## [DESCRIPTION OF THE TASK]
Write out again the lines between the one containing "Query: dense green foliage" and the one containing "[[103,170],[256,169],[256,60],[194,79],[181,107],[111,153]]", inclusive, requests included. Raise every coordinate in the answers by 66, and leave the requests and their format samples unchanged.

## [EXTRACTED RECORDS]
--- start ---
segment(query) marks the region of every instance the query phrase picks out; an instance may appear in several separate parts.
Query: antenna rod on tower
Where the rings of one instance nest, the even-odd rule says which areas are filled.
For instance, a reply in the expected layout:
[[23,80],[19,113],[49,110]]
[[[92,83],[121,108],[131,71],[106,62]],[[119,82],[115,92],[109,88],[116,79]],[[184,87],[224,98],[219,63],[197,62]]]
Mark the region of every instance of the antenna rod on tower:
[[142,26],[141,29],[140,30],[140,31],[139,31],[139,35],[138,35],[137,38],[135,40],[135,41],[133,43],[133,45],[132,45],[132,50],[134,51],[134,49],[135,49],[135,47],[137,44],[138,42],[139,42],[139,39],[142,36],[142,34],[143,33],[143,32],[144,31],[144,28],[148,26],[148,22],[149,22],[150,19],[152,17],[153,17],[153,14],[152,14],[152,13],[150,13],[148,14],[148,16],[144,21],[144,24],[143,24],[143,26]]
--- end ---
--- start ---
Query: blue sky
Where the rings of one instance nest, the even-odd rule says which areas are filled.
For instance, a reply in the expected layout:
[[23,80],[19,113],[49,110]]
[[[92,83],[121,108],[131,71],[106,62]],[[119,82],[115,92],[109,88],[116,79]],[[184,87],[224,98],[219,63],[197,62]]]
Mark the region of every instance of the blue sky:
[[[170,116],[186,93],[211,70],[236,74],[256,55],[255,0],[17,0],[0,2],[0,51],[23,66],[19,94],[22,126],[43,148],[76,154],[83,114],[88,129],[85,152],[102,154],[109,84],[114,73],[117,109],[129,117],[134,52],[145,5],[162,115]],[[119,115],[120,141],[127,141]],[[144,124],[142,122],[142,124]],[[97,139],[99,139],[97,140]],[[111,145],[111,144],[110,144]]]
--- end ---
--- start ---
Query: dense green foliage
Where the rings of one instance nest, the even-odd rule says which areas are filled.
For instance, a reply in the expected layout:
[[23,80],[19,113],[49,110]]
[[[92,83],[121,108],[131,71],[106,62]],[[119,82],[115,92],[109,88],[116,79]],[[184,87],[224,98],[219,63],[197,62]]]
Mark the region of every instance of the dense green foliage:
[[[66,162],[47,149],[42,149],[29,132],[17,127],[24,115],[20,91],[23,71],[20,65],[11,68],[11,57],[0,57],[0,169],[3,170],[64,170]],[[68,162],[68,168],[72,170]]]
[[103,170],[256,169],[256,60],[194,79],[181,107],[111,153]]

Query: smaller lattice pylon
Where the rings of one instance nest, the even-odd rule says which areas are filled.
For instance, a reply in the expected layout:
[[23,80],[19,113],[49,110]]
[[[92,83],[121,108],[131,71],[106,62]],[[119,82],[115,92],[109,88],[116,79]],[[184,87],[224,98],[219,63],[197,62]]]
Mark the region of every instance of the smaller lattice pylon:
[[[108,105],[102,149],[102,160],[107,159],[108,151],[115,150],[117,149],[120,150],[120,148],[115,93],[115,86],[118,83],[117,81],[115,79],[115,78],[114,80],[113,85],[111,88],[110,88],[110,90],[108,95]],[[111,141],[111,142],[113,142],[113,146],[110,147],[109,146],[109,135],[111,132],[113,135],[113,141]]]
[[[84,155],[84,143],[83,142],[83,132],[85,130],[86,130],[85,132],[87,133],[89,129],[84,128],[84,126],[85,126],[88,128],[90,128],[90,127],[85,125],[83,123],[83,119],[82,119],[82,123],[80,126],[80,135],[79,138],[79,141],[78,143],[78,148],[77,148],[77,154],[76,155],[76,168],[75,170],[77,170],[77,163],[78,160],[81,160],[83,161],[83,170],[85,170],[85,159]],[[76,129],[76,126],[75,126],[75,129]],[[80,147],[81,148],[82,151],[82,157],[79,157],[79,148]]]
--- end ---
## [RESULT BELOW]
Query: dense green foliage
Where the rings of one instance nest, the even-odd rule says which areas are filled.
For instance, a reply in the expected layout:
[[23,80],[19,113],[49,110]]
[[[92,83],[121,108],[131,71],[106,62]],[[119,82],[115,92],[109,88],[116,79]],[[184,87],[224,98],[219,63],[197,62]]]
Mark the region of every instance of the dense green foliage:
[[[132,228],[113,215],[108,215],[95,198],[83,193],[90,181],[86,157],[89,137],[86,131],[77,134],[77,123],[66,123],[66,235],[69,236],[130,236]],[[134,228],[134,234],[138,236]]]
[[169,236],[322,235],[322,126],[260,145],[247,173],[177,219]]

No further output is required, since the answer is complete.